### ESERCIZI
**A)** Nel testo sugli ami da pesca, quali famiglie principali di ami prevedevano le vecchie classificazioni?
**B)** Ricopia, per favore, il tratto del testo sugli ami da pesca che va da "Ciò perché sarà" fino a "singolo raggruppamento classico.".

### ESTRATTO DEL DOCUMENTO
┌──

Sul web si preferisce discutere di mirabolanti canne, di eccezionali mulinelli. Di ami difficilmente se ne parla. Eppure potremmo pescare senza la canna, come per i filacciosi o il bolentino, potremmo pescare senza mulinelli, come per la canna fissa o lo stesso bolentino, ma l’elemento che determina la possibilità di catturare un pesce, per quanto piccolo sia, è senza discussioni l’amo
• Mimmo Marfè
Un amo, di qualsiasi forma esso sia, si compone di:
- Occhiello o paletta (pochissimi presentano solo una zigrinatura sul gambo)
- Gambo
- Curvatura
- Ardiglione (esistono ami privi dello stesso)
- Punta
Ogni parte può presentare diverse conformazioni sia per l’uso a cui esso è dedicato ma anche per i differenti progetti delle aziende costruttrici.
Inoltre anche per alcune delle parti, ad esempio l’occhiello, avremo diverse configurazioni e dimensioni. Ogni tipo di amo andrà utilizzato non solo in base all’esca che si decide di utilizzare, ma anche in base alle caratteristiche della possibile preda o del tipo di terminale che andiamo a utilizzare. Per spiegarci meglio: se ad esempio decideremo per l’arenicola andremo a preferire ami o con una paletta di dimensioni contenute o con un occhiello molto piccolo.
Ciò perché sarà importante che la nostra esca riesca a salire in parte sul bracciolo senza essere devastata da occhiello o paletta.
Le vecchie classificazioni prevedevano alcune principali famiglie di ami:
Uptide, Limerick, O’shougnessy categorie classiche ma se non soppiantate, almeno potremmo dire “contaminate” e non è difficile trovare ami che posseggono più di una caratteristica di ogni singolo raggruppamento classico.

└──

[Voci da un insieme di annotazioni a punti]
┌──

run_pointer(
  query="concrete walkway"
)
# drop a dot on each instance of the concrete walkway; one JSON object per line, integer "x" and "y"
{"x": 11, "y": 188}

└──

### RISPOSTE AGLI ESERCIZI
**A)** Uptide, Limerick e O’shougnessy.

**B)**
Ciò perché sarà importante che la nostra esca riesca a salire in parte sul bracciolo senza essere devastata da occhiello o paletta.
Le vecchie classificazioni prevedevano alcune principali famiglie di ami:
Uptide, Limerick, O’shougnessy categorie classiche ma se non soppiantate, almeno potremmo dire “contaminate” e non è difficile trovare ami che posseggono più di una caratteristica di ogni singolo raggruppamento classico.